** Written request 1 **
How many lines in the entries below contain the string "xmin", matching case exactly? Reply with the number alone.

** Document **
— Start —
Cincinnati/Restaurant Blog Interlude

I’ve been to Cincinnati twice now: once when it was very cold, and once when it was very hot. I’m sure there are other temperatures that happen there, but not as far as I know about. That means that both times I’ve been there, I’ve spent more time than I might otherwise have inside.

Nonetheless, we did manage to get out of the house, and one of the biggest things I noticed was that Cincinnati has a lot more great restaurants than I had been led to believe. Not, of course, that anyone had said “man, you know where has terrible food? Cincinnati,” but my expectations had not been built up. So, here are some mini restaurant reviews of places we went:

Django:  Really good taco place; pretty cheap. Spent a while dissecting the logic behind their cool, stainless steel taco holders. Great fancy cocktails.

Taste of Belgium: Man oh man, I wish I’d discovered this place earlier so I could have eaten every meal there. I had a savory crêpe, although there were a lot of sweet crêpes that sounded intriguing too. Our waitress gave us some waffles to go that you can heat in the toaster, and those are also amazing.

KaZe: Really good sushi place. I’m vegetarian, but Will vouched for the fish sushi, and Chloe enjoyed the shrimp buns. They also have fancy cocktails, and we sat at the sushi bar and watched the chefs make sushi, which was a good time in and of itself.

The Littlefield: Chloe and I went there last January, so it’s been a while, but it’s a great fancy bourbon bar with an intense list of cocktails.
— End —
** Input material **
— Start —
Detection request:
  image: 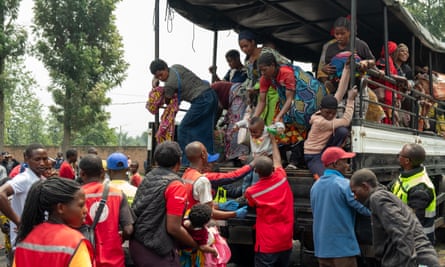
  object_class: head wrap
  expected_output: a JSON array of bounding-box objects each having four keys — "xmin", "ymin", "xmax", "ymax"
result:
[
  {"xmin": 320, "ymin": 95, "xmax": 338, "ymax": 109},
  {"xmin": 238, "ymin": 30, "xmax": 256, "ymax": 41}
]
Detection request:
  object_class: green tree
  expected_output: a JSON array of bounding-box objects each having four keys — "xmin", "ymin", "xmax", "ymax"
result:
[
  {"xmin": 402, "ymin": 0, "xmax": 445, "ymax": 40},
  {"xmin": 4, "ymin": 60, "xmax": 49, "ymax": 145},
  {"xmin": 0, "ymin": 0, "xmax": 27, "ymax": 150},
  {"xmin": 33, "ymin": 0, "xmax": 128, "ymax": 150}
]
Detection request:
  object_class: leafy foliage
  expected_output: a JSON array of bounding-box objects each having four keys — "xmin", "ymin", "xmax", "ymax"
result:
— End —
** Written request 2 **
Which restaurants are reviewed in the Cincinnati post above?

** Task output 1 **
9

** Task output 2 **
Django, Taste of Belgium, KaZe, The Littlefield